▶ [YOUR INSTRUCTIONS] The entries that follow should be written out exactly.

▶ [PROVIDED ENTRIES]
»»

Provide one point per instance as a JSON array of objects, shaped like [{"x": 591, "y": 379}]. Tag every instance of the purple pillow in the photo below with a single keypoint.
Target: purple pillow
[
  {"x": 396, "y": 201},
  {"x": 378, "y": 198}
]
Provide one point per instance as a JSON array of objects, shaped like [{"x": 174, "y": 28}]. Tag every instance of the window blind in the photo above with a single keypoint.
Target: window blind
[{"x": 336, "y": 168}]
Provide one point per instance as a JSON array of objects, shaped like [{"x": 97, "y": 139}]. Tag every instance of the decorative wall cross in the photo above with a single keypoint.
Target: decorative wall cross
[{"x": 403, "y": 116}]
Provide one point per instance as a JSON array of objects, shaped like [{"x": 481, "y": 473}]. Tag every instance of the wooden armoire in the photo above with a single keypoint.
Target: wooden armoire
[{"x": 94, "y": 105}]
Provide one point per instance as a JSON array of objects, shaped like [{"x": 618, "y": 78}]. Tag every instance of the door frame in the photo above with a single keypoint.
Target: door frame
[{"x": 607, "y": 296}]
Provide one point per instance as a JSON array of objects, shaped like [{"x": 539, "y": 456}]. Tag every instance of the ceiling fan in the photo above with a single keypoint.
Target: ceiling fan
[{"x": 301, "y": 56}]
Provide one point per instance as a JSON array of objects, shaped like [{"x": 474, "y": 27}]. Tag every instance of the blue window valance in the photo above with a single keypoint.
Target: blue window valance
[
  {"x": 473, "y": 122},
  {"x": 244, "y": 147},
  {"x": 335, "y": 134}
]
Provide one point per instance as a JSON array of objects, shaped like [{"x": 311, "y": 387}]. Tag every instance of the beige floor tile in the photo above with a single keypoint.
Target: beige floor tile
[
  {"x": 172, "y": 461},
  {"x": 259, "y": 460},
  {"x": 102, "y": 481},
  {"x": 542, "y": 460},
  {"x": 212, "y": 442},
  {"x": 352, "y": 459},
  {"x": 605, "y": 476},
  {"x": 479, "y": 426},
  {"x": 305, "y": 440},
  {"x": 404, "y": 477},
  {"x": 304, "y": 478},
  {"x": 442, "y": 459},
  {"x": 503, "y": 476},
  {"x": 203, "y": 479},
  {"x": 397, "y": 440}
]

««

▶ [WORKED ANSWER]
Provide one point per instance as a JSON array of objects, shaped like [{"x": 591, "y": 379}]. Tag every instance of the purple pillow in the photo below with a single keypoint.
Target: purple pillow
[
  {"x": 396, "y": 201},
  {"x": 378, "y": 198}
]
Provide one point per instance as a JSON array of objects, shaped like [{"x": 174, "y": 28}]. Tag every instance of the window blind in the photo above with a single keypoint.
Target: window blind
[{"x": 336, "y": 168}]
Provide one point per instance as a JSON array of objects, shaped like [{"x": 97, "y": 139}]. Tag every instance of the decorative wall cross in the photo above with a single keypoint.
Target: decorative wall cross
[{"x": 403, "y": 116}]
Provide one point per instance as a JSON array of objects, shaped like [{"x": 481, "y": 473}]. Tag every instance of the wooden armoire in the photo above with a single keypoint.
Target: wooden armoire
[{"x": 94, "y": 105}]
Provide one point per instance as a JSON array of objects, shaped like [{"x": 618, "y": 78}]. Tag every instance of the door frame in the photo above with a single keypoint.
Target: door frame
[{"x": 607, "y": 296}]
Provide one point per instance as a JSON array of objects, shaped like [{"x": 539, "y": 456}]. Tag every instance of the ceiling fan in the photo above with a single keypoint.
Target: ceiling fan
[{"x": 301, "y": 56}]
Provide one point per instance as a JSON array of objects, shaped like [{"x": 474, "y": 27}]. Tag every instance of the blue window valance in the photo above with a single keypoint.
Target: blue window valance
[
  {"x": 473, "y": 122},
  {"x": 244, "y": 147},
  {"x": 335, "y": 134}
]
Provide one point per instance as a JSON array of objects, shaped like [{"x": 311, "y": 387}]. Tag every instance of the beige floor tile in the photo above with a single keypoint.
Target: beige floor tile
[
  {"x": 172, "y": 461},
  {"x": 259, "y": 460},
  {"x": 102, "y": 481},
  {"x": 542, "y": 460},
  {"x": 212, "y": 442},
  {"x": 352, "y": 459},
  {"x": 605, "y": 476},
  {"x": 479, "y": 426},
  {"x": 305, "y": 440},
  {"x": 404, "y": 477},
  {"x": 304, "y": 478},
  {"x": 442, "y": 459},
  {"x": 503, "y": 476},
  {"x": 203, "y": 479},
  {"x": 397, "y": 440}
]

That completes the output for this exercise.